##### Raw data #####

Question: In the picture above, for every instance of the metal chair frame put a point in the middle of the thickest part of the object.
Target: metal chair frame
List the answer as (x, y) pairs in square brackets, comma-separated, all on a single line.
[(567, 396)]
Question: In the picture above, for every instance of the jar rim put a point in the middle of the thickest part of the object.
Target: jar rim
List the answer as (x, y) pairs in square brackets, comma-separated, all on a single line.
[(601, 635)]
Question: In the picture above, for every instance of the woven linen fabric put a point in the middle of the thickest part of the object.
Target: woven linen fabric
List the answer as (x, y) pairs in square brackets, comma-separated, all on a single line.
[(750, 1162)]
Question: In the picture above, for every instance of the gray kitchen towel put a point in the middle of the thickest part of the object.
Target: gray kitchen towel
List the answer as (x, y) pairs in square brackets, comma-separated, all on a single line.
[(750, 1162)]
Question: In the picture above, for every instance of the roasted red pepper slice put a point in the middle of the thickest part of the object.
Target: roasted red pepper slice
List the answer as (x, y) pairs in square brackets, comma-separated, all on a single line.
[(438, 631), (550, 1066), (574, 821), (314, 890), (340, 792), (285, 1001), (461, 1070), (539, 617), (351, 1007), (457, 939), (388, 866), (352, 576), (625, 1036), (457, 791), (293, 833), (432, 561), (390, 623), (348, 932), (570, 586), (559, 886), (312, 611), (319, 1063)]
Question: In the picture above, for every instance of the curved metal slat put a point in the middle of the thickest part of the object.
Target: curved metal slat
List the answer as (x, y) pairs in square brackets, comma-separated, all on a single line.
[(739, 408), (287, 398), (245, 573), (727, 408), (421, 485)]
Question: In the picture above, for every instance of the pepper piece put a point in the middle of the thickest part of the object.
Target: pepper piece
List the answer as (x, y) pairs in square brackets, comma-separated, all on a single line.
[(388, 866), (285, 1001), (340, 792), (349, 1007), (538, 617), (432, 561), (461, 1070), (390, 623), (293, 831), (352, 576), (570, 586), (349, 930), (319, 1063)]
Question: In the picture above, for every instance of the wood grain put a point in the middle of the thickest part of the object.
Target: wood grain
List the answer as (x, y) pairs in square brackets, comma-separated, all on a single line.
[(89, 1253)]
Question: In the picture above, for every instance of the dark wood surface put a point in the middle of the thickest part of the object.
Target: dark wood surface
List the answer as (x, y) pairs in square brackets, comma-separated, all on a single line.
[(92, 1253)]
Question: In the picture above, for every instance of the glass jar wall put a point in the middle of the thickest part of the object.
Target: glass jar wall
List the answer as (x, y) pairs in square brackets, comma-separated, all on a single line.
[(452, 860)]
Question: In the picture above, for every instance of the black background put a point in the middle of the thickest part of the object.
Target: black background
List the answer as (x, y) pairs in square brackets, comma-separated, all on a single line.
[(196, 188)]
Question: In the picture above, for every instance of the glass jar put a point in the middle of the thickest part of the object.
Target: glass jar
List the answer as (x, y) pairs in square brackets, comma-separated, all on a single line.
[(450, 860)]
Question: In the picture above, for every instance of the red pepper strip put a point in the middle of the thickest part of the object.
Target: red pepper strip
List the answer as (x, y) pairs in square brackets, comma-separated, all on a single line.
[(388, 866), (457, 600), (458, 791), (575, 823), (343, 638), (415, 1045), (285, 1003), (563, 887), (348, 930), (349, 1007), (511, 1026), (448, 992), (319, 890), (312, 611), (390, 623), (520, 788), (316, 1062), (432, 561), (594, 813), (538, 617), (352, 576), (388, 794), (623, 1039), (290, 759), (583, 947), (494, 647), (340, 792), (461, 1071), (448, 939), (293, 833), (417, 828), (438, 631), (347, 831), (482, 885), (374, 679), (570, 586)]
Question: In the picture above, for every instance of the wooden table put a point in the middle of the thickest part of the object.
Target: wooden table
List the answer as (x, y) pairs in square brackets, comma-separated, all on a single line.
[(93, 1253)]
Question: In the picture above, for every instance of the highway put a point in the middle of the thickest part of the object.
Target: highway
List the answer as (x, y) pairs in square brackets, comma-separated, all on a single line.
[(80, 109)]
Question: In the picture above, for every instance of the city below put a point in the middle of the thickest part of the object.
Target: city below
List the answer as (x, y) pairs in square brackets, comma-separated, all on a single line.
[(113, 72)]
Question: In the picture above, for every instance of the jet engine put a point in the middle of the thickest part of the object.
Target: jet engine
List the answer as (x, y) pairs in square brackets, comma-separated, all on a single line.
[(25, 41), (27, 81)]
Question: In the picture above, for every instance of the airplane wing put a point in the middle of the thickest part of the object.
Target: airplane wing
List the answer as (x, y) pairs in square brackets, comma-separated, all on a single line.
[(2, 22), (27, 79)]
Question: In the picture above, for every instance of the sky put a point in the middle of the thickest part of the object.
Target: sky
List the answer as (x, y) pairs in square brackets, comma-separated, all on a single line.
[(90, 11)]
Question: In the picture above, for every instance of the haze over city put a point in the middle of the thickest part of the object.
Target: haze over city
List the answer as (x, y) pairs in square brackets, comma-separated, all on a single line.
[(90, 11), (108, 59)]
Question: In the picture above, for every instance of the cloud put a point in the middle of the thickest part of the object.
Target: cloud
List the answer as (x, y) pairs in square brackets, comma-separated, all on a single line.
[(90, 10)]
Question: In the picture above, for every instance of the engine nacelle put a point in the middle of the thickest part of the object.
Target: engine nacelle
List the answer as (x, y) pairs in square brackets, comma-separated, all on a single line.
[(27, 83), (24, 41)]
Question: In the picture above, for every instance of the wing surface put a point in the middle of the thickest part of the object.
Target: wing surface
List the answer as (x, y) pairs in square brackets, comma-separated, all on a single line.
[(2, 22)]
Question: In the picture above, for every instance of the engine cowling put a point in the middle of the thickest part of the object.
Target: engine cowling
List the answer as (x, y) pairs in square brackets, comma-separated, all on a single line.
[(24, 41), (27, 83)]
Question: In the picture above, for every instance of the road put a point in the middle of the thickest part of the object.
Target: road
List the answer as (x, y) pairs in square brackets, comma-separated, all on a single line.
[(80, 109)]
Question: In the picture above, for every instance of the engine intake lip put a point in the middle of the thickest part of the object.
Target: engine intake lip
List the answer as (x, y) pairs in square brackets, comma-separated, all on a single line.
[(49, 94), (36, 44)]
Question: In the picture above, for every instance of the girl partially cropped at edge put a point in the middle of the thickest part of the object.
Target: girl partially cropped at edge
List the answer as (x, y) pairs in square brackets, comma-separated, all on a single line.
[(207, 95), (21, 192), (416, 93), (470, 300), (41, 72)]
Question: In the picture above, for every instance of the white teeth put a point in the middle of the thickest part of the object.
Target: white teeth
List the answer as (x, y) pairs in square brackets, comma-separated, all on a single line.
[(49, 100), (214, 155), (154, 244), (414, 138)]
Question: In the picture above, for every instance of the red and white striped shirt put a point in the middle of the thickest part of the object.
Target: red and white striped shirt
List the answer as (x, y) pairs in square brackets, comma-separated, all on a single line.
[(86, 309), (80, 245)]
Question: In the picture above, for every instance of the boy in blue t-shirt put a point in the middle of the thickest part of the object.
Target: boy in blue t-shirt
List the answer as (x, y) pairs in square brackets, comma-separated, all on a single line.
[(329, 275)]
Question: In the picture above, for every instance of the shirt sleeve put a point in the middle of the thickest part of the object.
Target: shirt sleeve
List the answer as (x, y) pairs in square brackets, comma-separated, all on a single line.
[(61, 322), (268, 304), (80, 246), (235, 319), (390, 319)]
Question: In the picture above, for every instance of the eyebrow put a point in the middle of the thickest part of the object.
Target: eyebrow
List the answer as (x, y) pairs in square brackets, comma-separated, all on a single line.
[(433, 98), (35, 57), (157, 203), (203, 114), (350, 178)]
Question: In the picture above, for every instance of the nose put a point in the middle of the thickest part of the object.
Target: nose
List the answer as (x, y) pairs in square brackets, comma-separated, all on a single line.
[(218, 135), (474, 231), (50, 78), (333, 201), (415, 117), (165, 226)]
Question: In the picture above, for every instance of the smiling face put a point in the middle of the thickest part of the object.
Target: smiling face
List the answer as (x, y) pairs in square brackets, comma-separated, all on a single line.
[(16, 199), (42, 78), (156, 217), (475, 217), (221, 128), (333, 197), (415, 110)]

#####

Please rewrite the records between the lines holding "Question: In the picture above, for every instance of the gray" and "[(89, 1253)]", inclusive, keeping every line and shifting each coordinate in the answers by adding 34.

Question: In the picture above, for every instance of the gray kitchen towel put a point in the middle of the thickest part of the object.
Target: gray kitchen towel
List the answer as (x, y) pairs in square brackets, comma-separated, all on a single line.
[(784, 1196)]
Question: In the picture above, for every instance of the roasted red pepper slice put a point in the middle of the thickest part of the object.
Target: roasted red pepper slice
List the answer as (x, y) pairs in square brackets, comma-separated, all on a single line.
[(472, 665), (584, 1100), (608, 855), (348, 924), (374, 826), (319, 1035), (495, 1104), (573, 651), (385, 1041), (491, 973), (422, 900), (386, 610), (659, 1070), (491, 825), (327, 867), (466, 595), (424, 657), (382, 966), (604, 620), (593, 920), (346, 645), (353, 1097)]
Question: In the picture above, for every instance of the curved metal slat put a point in the middle of the thickest part of the object.
Target: curved metal slat
List the answer as (x, y) pairs in square brackets, comma-separated, all on a single line.
[(773, 442), (321, 432), (279, 607), (761, 442), (455, 519)]
Question: In the picture above, for every instance of the pepper piece put a point in the middle of the thickest part of the object.
Target: pepper piece
List the answer as (x, y) pairs in square brackets, comma-separated, all on a single line.
[(422, 900), (319, 1035), (374, 826), (383, 1041), (572, 651), (466, 595), (495, 1104), (424, 657), (327, 865), (386, 610), (604, 620), (383, 964), (353, 1097)]
Question: In the picture above, for every instance of the wood grain put a point in the middle of the thickest part of the object.
Target: wood grain
List the answer as (x, y) pairs in square brackets, comma-separated, all on a single line.
[(123, 1287)]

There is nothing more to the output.